Task description: Reproduce, without changes, the part of the Gluster self-heal text below that begins at the words "Run the following command several" and stops after "on each host.".

*** Excerpted text Section Begins ***

Chapter 13. Self-heal does not complete

If a self-heal operation never completes, the cause could be a Gluster File ID (GFID) mismatch.

13.1. Gluster File ID mismatch

Diagnosis

  1. Check self-heal state.

    Run the following command several times over a few minutes. Note the entries that are shown.

    # gluster volume heal <volname> info

    If the same entries are shown each time, these entries may have a GFID mismatch.

  2. Check the GFID of each entry on each host.

    On each host, run the following command for each entry:

    # getfattr -d -m. -ehex <backend_path> -h

    The <backend_path> for an entry is comprised of the brick path and the entry. For example, if the brick for the engine volume has the path of /gluster_bricks/engine/engine and the entry shown in heal info is 58d392a6-e5b1-4aed-9bbc-952210a7137d/ha_agent/hosted-engine.metadata, the backend_path to use is /gluster_bricks/engine/engine/58d392a6-e5b1-4aed-9bbc-952210a7137d/ha_agent/hosted-engine.metadata.

  3. Compare the output from each host.

    If the trusted.gfid for an entry is not the same on all hosts, there is a GFID mismatch.

Solution

  1. Resolve the mismatch in favor of the GFID with the most recent modification time:

    # gluster volume heal <volume> split-brain latest-mtime <entry>

    For example:

    # gluster volume heal engine split-brain latest-mtime /58d392a6-e5b1-4aed-9bbc-952210a7137d/ha_agent/hosted-engine.metadata
  2. Manually trigger a heal on the volume.

    # gluster volume heal <volname>

*** Excerpted text Section Ends ***
*** Source information Section Begins ***

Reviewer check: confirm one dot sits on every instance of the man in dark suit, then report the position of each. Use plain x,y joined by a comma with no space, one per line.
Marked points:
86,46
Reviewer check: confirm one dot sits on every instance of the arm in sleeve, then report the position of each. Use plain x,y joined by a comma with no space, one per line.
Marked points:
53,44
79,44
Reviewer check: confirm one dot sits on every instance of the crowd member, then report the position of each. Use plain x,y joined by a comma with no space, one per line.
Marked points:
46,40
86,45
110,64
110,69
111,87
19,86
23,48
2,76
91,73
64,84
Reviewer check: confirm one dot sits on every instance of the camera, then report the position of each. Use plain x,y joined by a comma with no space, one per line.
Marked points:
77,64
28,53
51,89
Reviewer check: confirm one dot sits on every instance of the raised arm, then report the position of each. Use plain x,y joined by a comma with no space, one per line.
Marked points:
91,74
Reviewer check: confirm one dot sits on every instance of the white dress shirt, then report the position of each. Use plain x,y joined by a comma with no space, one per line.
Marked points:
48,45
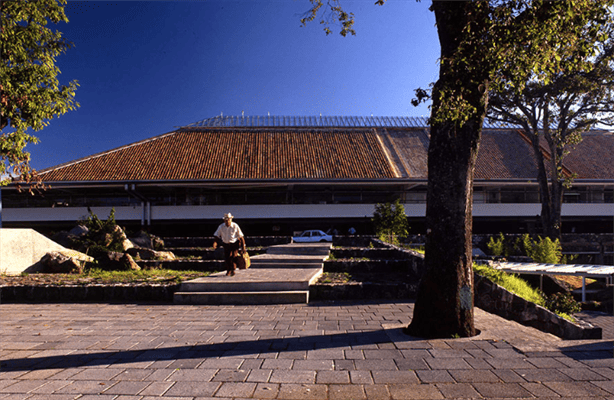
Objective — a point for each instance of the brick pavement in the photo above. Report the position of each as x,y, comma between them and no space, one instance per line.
328,350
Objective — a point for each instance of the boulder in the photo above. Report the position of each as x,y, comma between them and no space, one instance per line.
142,239
126,243
64,261
64,239
79,231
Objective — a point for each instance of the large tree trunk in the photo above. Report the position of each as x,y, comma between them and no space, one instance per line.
444,305
547,197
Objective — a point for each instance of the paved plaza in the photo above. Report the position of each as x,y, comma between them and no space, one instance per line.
327,350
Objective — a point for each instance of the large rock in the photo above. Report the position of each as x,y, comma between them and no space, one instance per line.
64,261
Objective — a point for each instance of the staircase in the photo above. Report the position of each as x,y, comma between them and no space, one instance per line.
282,275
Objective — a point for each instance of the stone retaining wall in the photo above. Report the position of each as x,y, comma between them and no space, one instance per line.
496,300
88,293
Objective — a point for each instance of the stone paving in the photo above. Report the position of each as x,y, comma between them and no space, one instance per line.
324,350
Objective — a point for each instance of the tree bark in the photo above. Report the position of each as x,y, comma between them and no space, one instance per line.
444,305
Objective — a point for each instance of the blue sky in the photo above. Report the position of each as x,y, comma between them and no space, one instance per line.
146,67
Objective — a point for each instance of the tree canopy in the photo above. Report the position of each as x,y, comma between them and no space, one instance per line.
554,115
30,92
485,45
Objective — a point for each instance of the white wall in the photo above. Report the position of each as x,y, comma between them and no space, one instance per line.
278,211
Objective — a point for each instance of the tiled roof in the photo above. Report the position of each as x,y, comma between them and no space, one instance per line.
210,154
504,154
297,153
593,158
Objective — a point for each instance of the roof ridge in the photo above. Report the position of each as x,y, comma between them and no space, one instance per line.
106,152
323,121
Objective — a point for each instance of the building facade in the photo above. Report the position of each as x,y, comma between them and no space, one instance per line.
278,175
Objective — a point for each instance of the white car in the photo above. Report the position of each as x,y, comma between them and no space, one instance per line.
312,236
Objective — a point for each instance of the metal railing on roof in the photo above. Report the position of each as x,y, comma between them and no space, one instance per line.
321,121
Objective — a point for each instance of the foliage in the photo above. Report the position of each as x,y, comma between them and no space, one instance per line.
554,113
562,303
102,236
543,250
30,92
485,45
512,283
390,221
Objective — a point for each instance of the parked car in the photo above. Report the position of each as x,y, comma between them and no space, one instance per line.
312,236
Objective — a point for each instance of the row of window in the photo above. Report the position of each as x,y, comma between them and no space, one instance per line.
196,196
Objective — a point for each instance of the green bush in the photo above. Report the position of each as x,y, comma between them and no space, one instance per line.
542,250
511,282
390,222
562,303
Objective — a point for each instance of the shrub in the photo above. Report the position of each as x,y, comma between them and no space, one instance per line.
511,282
562,303
390,222
543,250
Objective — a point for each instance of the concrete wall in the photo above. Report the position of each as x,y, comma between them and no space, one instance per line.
22,248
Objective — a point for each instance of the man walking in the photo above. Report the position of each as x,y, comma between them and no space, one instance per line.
230,236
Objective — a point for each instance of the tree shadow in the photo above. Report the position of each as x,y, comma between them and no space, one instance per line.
589,351
238,348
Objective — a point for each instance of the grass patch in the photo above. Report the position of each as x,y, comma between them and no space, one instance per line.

*** Source information Section Ends ***

Problem solution:
Run the following command several times over a few minutes. Note the entries that are shown.

    # gluster volume heal <volname> info

    If the same entries are shown each time, these entries may have a GFID mismatch.

  2. Check the GFID of each entry on each host.